INFORMATION GIVEN below:

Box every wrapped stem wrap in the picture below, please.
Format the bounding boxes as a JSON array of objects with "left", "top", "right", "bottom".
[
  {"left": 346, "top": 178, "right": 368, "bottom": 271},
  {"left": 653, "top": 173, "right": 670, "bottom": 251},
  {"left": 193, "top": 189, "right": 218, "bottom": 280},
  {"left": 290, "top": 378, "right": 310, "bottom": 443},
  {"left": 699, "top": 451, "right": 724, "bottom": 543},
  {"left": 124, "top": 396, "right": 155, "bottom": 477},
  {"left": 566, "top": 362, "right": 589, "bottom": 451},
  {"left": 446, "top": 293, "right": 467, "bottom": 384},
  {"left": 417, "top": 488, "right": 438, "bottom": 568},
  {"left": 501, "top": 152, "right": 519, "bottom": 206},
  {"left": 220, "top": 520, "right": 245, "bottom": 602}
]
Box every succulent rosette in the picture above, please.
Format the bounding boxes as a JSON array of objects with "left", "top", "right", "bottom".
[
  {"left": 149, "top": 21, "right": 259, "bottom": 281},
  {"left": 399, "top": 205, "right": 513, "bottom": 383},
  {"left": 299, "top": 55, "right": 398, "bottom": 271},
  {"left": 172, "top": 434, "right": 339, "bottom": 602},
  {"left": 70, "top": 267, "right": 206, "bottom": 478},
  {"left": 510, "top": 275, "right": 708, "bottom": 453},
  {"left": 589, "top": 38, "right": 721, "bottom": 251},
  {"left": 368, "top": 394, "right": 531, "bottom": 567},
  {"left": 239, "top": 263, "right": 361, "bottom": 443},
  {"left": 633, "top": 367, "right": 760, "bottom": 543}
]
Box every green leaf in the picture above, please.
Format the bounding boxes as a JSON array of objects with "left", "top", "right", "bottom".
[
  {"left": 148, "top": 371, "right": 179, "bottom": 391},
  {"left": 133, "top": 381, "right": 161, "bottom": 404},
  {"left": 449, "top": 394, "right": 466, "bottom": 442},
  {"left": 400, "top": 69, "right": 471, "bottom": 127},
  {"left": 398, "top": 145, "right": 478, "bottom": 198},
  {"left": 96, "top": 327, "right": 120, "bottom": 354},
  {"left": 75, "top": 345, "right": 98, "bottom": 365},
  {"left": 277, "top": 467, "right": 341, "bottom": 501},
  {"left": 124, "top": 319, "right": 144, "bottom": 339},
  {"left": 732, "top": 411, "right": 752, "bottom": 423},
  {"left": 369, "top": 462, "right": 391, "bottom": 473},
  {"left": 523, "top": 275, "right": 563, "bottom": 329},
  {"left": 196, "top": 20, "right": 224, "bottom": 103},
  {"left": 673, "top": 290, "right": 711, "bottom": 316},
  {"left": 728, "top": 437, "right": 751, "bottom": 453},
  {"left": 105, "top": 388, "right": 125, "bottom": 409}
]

End of INFORMATION GIVEN.

WHAT YOU NEED TO DO: So that nothing is lost, transcribe each entry exactly as written.

RESPONSE FOR THIS EXERCISE:
Box every wrapped stem wrap in the picture below, please.
Format the bounding boxes as a JSON array of objects with "left", "top", "right", "bottom".
[
  {"left": 346, "top": 178, "right": 368, "bottom": 271},
  {"left": 653, "top": 173, "right": 670, "bottom": 251},
  {"left": 193, "top": 189, "right": 218, "bottom": 280},
  {"left": 290, "top": 378, "right": 310, "bottom": 443},
  {"left": 699, "top": 451, "right": 724, "bottom": 543},
  {"left": 124, "top": 396, "right": 155, "bottom": 477},
  {"left": 566, "top": 362, "right": 589, "bottom": 451},
  {"left": 446, "top": 293, "right": 467, "bottom": 384},
  {"left": 417, "top": 488, "right": 438, "bottom": 568},
  {"left": 501, "top": 152, "right": 519, "bottom": 206},
  {"left": 220, "top": 520, "right": 245, "bottom": 602}
]
Box every succulent rosette in the picture above, please.
Format the bounding boxes as a JSON array of objects with "left", "top", "right", "bottom".
[
  {"left": 149, "top": 21, "right": 259, "bottom": 281},
  {"left": 399, "top": 205, "right": 513, "bottom": 383},
  {"left": 299, "top": 55, "right": 398, "bottom": 271},
  {"left": 172, "top": 434, "right": 339, "bottom": 602},
  {"left": 70, "top": 267, "right": 206, "bottom": 478},
  {"left": 510, "top": 275, "right": 708, "bottom": 453},
  {"left": 589, "top": 38, "right": 721, "bottom": 251},
  {"left": 368, "top": 394, "right": 531, "bottom": 567},
  {"left": 239, "top": 263, "right": 361, "bottom": 443},
  {"left": 633, "top": 367, "right": 760, "bottom": 543}
]
Box every green leaf in the picture above, please.
Format the bounding boxes as a JSON array of objects with "left", "top", "right", "bottom".
[
  {"left": 148, "top": 371, "right": 179, "bottom": 391},
  {"left": 133, "top": 381, "right": 161, "bottom": 404},
  {"left": 449, "top": 394, "right": 466, "bottom": 442},
  {"left": 400, "top": 69, "right": 471, "bottom": 127},
  {"left": 398, "top": 145, "right": 478, "bottom": 198},
  {"left": 96, "top": 327, "right": 120, "bottom": 354},
  {"left": 75, "top": 345, "right": 98, "bottom": 365},
  {"left": 277, "top": 467, "right": 341, "bottom": 501},
  {"left": 124, "top": 319, "right": 144, "bottom": 339},
  {"left": 732, "top": 411, "right": 752, "bottom": 423},
  {"left": 369, "top": 462, "right": 391, "bottom": 473},
  {"left": 523, "top": 275, "right": 563, "bottom": 329},
  {"left": 196, "top": 20, "right": 224, "bottom": 103},
  {"left": 673, "top": 290, "right": 711, "bottom": 316},
  {"left": 728, "top": 437, "right": 751, "bottom": 453},
  {"left": 105, "top": 388, "right": 125, "bottom": 409}
]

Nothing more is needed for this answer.